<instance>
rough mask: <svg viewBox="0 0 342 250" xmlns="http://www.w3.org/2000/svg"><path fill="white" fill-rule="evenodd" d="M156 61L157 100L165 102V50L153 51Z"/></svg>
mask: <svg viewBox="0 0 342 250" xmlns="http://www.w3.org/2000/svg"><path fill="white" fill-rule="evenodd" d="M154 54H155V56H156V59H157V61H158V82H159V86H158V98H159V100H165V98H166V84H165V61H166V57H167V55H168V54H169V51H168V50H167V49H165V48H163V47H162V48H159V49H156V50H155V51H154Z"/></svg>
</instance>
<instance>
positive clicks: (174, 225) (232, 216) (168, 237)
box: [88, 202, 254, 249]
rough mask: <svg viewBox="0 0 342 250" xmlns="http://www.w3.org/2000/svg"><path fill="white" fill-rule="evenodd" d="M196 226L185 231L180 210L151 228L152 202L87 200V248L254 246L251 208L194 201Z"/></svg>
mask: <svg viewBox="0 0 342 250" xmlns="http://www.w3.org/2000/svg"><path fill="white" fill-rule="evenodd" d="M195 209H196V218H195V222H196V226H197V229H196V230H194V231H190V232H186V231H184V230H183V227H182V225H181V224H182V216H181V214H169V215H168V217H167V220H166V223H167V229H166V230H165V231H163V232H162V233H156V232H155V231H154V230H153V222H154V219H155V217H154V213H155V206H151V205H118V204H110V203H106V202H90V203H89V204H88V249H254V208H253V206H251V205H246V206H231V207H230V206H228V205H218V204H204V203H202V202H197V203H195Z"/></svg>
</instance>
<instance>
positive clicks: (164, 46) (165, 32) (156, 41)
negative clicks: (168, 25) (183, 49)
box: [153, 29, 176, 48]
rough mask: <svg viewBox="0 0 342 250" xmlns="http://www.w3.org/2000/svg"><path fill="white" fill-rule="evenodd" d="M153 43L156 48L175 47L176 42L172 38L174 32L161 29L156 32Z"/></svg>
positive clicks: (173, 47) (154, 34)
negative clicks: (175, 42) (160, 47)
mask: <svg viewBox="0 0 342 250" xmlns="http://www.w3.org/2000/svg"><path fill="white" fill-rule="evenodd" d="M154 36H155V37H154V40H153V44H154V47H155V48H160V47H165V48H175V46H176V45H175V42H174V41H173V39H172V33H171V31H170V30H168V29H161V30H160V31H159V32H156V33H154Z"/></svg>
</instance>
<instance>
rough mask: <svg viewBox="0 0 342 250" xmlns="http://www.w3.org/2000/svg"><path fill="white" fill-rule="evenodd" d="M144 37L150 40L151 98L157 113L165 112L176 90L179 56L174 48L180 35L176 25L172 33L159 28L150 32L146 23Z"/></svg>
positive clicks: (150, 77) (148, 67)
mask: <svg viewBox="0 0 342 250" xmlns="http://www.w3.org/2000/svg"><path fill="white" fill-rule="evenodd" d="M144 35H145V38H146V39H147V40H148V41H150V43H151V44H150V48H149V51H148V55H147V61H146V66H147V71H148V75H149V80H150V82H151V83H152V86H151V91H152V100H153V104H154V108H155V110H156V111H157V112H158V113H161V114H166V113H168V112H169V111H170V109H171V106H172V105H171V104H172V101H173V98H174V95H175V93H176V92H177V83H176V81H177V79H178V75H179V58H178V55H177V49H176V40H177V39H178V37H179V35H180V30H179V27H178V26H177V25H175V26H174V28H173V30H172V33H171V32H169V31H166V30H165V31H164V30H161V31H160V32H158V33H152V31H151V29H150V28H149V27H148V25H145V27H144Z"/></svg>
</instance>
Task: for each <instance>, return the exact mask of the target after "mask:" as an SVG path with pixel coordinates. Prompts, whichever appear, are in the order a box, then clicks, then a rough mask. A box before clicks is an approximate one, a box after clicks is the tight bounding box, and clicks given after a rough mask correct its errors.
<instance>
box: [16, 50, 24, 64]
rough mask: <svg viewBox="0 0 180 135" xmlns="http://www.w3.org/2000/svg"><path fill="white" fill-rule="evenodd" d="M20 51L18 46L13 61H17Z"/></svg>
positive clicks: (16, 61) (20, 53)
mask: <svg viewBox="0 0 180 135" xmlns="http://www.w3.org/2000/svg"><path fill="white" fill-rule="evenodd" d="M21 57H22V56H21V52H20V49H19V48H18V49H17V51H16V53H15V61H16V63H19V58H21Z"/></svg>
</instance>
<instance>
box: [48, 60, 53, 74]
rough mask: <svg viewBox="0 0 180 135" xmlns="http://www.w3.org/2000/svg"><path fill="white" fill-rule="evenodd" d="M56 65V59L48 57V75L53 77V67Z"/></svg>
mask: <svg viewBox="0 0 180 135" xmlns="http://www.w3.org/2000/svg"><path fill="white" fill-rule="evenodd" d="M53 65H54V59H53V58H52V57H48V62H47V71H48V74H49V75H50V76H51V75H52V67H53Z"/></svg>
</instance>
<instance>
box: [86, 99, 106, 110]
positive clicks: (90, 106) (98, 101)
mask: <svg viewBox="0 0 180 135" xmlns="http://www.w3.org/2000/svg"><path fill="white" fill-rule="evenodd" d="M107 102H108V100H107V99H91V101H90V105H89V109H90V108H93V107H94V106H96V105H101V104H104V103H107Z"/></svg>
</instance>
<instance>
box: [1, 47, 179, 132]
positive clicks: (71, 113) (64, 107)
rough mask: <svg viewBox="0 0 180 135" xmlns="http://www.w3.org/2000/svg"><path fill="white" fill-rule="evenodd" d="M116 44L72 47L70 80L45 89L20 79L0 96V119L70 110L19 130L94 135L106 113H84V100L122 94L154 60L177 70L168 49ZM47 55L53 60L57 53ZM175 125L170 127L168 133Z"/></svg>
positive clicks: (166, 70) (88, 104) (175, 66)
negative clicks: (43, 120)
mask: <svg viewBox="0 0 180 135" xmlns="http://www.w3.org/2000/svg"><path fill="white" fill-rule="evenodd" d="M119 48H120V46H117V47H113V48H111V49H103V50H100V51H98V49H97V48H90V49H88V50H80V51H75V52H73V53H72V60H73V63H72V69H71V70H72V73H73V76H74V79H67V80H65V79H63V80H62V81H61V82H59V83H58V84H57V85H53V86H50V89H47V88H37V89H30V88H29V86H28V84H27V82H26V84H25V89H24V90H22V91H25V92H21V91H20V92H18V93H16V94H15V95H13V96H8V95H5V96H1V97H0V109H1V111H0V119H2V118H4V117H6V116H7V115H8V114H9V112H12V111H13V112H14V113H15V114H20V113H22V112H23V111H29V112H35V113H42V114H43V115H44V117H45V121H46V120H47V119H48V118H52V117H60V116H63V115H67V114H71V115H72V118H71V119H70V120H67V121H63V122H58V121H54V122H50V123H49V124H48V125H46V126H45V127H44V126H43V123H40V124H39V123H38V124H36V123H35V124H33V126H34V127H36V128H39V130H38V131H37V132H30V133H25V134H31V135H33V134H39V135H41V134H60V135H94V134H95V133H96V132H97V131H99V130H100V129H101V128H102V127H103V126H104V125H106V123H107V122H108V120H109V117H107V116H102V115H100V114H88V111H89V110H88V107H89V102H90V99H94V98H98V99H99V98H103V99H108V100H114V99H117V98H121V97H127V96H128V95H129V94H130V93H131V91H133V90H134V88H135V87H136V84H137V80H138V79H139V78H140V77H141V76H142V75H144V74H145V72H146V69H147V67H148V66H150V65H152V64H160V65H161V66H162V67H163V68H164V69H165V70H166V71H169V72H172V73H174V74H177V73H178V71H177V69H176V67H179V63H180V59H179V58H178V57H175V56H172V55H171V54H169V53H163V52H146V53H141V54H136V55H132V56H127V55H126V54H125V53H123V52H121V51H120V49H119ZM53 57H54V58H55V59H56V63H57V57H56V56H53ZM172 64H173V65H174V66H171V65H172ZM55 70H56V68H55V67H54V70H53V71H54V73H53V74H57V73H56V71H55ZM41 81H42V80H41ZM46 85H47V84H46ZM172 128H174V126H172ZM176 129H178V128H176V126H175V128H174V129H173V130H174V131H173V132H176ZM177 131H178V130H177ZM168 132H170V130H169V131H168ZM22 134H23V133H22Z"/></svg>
....................
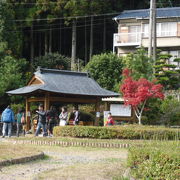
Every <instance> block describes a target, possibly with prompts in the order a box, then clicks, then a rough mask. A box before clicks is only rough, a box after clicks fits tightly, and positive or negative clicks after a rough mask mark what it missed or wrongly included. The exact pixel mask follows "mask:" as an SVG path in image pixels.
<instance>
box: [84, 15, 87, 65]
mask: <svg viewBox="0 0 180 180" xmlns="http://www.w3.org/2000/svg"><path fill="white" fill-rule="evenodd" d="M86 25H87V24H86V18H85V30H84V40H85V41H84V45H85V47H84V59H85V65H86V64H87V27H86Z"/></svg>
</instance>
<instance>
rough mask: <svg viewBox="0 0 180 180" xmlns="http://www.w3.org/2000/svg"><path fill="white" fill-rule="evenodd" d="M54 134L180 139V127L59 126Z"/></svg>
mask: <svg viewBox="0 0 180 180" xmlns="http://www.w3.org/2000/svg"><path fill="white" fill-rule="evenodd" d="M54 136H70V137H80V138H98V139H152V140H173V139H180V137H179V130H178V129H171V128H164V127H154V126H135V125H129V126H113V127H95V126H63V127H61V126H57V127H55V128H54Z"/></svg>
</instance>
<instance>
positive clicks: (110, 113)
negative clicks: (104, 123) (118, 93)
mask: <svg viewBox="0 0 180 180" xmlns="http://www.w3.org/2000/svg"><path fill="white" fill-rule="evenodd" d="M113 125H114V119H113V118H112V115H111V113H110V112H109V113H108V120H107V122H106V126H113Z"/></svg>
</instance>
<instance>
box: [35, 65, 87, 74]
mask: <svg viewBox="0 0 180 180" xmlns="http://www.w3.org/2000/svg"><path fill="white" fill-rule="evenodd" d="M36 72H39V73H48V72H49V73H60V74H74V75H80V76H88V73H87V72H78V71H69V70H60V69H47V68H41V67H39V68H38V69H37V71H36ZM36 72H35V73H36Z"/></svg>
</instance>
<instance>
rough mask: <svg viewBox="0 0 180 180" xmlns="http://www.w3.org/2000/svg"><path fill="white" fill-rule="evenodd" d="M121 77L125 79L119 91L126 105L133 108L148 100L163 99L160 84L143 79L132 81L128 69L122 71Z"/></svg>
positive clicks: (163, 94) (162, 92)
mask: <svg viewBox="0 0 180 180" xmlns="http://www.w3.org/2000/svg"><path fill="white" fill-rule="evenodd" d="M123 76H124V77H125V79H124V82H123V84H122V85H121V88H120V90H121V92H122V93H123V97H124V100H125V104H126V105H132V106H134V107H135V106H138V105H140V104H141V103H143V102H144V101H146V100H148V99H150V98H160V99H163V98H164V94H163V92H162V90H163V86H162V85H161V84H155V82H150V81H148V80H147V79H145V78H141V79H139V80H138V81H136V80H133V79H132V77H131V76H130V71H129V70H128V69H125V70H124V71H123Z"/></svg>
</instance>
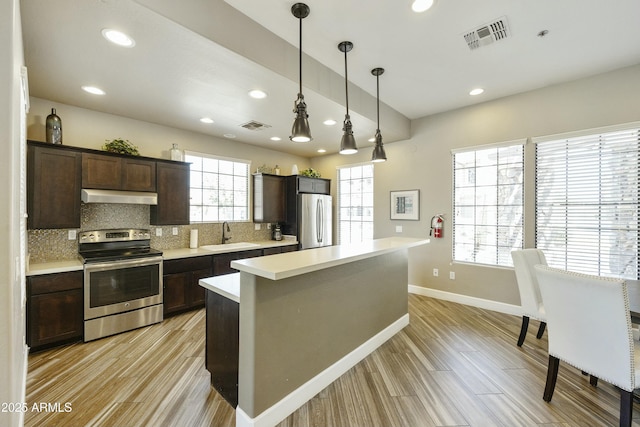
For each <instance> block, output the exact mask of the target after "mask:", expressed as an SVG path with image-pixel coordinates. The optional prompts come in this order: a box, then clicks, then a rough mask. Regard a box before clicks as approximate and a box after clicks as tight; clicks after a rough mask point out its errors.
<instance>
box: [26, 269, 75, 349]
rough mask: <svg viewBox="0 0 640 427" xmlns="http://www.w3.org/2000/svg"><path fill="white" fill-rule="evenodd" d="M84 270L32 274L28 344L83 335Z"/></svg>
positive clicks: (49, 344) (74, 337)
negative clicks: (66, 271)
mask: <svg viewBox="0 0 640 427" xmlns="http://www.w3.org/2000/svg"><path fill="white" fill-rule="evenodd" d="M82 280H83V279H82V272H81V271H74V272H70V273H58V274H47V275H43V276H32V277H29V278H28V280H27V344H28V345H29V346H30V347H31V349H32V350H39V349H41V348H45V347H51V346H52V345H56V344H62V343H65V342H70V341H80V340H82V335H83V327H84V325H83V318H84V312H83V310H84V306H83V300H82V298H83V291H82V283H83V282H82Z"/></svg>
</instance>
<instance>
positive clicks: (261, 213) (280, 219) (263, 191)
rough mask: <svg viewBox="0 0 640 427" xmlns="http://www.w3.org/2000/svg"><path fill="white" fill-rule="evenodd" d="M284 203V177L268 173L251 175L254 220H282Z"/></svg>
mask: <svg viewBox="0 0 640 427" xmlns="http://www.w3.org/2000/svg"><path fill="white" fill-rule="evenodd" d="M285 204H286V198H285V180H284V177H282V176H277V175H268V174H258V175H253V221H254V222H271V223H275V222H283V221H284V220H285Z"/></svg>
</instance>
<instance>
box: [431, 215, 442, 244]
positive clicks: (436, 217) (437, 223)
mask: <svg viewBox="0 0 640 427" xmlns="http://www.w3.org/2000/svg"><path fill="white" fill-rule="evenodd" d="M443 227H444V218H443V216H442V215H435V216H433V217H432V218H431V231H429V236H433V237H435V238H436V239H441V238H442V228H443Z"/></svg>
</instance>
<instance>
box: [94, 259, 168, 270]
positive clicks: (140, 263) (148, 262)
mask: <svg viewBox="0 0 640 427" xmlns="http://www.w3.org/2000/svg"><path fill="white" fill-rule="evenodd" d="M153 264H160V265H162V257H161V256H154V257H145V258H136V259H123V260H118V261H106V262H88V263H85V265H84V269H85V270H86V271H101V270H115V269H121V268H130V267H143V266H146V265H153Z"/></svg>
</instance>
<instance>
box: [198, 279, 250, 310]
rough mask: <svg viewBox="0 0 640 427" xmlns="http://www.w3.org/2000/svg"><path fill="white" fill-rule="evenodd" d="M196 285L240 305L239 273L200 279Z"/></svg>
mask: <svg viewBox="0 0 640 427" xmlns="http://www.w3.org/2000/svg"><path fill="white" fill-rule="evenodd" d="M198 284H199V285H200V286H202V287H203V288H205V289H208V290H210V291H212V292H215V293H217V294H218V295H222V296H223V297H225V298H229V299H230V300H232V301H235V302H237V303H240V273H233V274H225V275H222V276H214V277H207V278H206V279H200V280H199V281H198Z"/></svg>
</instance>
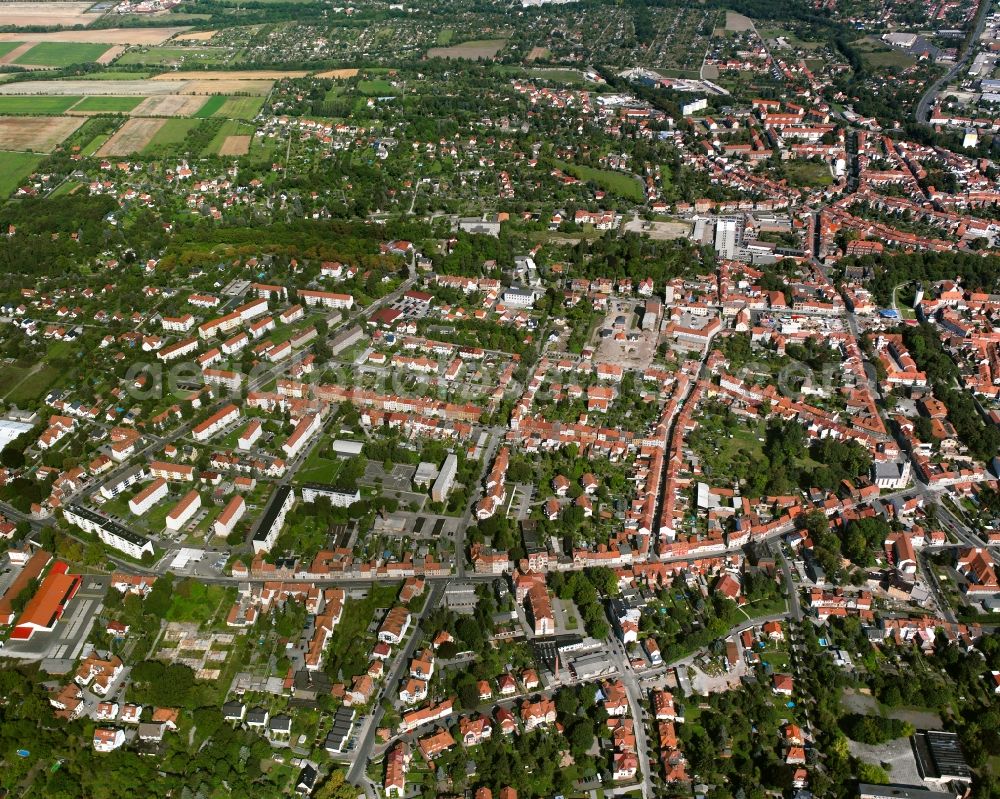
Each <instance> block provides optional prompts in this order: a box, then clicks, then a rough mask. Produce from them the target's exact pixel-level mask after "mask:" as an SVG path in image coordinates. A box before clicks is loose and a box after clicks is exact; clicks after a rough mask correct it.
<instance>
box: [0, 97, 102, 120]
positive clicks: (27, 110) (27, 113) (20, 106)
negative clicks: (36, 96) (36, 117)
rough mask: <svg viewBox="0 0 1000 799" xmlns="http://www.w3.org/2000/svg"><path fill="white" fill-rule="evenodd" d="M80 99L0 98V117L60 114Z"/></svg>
....................
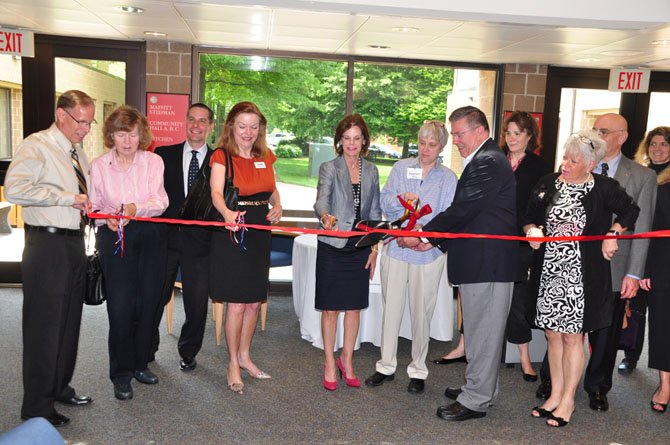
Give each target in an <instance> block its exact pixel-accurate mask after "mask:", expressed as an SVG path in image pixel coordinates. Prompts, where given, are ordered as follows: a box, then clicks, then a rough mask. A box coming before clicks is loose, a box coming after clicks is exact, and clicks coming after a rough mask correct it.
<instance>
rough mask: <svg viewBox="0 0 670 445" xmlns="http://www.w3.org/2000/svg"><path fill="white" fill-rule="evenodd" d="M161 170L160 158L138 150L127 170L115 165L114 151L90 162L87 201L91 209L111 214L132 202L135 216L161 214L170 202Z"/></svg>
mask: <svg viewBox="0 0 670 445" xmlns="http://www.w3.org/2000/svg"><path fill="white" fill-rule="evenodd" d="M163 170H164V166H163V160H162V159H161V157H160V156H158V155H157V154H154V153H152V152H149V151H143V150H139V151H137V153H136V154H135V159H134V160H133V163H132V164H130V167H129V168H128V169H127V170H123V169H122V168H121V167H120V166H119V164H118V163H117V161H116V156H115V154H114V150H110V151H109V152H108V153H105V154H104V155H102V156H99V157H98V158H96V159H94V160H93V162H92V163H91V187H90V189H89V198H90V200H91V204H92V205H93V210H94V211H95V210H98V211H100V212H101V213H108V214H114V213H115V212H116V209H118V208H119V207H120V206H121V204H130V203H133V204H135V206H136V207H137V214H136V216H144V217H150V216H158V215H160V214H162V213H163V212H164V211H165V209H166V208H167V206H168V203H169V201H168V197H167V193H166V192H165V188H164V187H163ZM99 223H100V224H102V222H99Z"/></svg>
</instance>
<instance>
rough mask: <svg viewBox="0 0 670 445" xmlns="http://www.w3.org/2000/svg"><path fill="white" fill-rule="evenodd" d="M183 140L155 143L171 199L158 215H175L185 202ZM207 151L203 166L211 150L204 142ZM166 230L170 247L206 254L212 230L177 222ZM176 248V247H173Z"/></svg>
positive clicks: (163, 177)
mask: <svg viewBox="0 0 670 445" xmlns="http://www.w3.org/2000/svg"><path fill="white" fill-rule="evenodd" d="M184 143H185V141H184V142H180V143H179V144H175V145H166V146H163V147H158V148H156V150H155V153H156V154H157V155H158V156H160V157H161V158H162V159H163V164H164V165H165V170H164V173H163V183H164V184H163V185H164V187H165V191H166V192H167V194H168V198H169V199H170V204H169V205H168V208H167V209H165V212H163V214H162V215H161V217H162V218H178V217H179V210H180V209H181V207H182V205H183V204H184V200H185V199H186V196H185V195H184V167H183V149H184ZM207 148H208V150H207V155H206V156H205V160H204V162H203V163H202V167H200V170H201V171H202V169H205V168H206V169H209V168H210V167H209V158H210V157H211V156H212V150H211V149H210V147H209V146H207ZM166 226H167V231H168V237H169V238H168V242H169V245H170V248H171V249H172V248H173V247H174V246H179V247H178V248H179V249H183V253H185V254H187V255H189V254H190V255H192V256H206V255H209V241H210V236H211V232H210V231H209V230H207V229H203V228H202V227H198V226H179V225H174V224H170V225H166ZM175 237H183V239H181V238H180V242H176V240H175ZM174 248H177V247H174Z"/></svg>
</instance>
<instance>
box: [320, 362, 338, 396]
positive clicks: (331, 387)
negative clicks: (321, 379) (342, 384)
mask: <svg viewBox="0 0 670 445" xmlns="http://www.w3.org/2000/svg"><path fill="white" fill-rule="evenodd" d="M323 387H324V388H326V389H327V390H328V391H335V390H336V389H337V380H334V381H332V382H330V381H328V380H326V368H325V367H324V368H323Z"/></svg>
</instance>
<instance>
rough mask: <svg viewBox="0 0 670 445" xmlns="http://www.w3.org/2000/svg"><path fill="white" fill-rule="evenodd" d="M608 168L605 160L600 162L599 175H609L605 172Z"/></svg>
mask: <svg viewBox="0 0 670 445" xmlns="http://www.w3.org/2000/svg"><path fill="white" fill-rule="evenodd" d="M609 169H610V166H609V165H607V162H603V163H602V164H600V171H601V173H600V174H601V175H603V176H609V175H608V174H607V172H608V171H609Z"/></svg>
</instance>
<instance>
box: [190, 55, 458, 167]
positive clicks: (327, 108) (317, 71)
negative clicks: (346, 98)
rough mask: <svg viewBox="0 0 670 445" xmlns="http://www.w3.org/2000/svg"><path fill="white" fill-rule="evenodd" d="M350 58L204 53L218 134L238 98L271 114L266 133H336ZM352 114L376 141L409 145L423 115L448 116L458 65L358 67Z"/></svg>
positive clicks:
....................
## WORK TASK
Repeat, word for word, the lines above between the line holding "positive clicks: (16, 61) (20, 53)" and the line holding "positive clicks: (166, 70)", inclusive; omit everything else.

## ANSWER TO THE PROBLEM
positive clicks: (16, 61) (20, 53)
mask: <svg viewBox="0 0 180 135" xmlns="http://www.w3.org/2000/svg"><path fill="white" fill-rule="evenodd" d="M21 57H22V56H21V52H20V49H19V48H18V49H17V51H16V53H15V61H16V63H19V58H21Z"/></svg>
</instance>
<instance>
box: [48, 60, 53, 74]
rough mask: <svg viewBox="0 0 180 135" xmlns="http://www.w3.org/2000/svg"><path fill="white" fill-rule="evenodd" d="M56 65V59L48 57V75L53 77V67Z"/></svg>
mask: <svg viewBox="0 0 180 135" xmlns="http://www.w3.org/2000/svg"><path fill="white" fill-rule="evenodd" d="M53 65H54V59H53V58H52V57H48V62H47V71H48V74H49V75H50V76H51V75H52V67H53Z"/></svg>
</instance>
<instance>
box: [86, 99, 106, 110]
positive clicks: (90, 106) (98, 101)
mask: <svg viewBox="0 0 180 135" xmlns="http://www.w3.org/2000/svg"><path fill="white" fill-rule="evenodd" d="M107 102H108V100H107V99H91V101H90V105H89V109H90V108H93V107H94V106H96V105H101V104H104V103H107Z"/></svg>
</instance>
<instance>
box: [1, 47, 179, 132]
positive clicks: (71, 113) (64, 107)
rough mask: <svg viewBox="0 0 180 135" xmlns="http://www.w3.org/2000/svg"><path fill="white" fill-rule="evenodd" d="M116 44L72 47L70 80L45 89L20 79L0 96V119L70 110L19 130L94 135L106 113H84V100L122 94L154 60L177 70L168 49ZM47 55L53 60L57 53ZM175 125L170 127L168 133Z"/></svg>
positive clicks: (166, 70) (88, 104) (175, 66)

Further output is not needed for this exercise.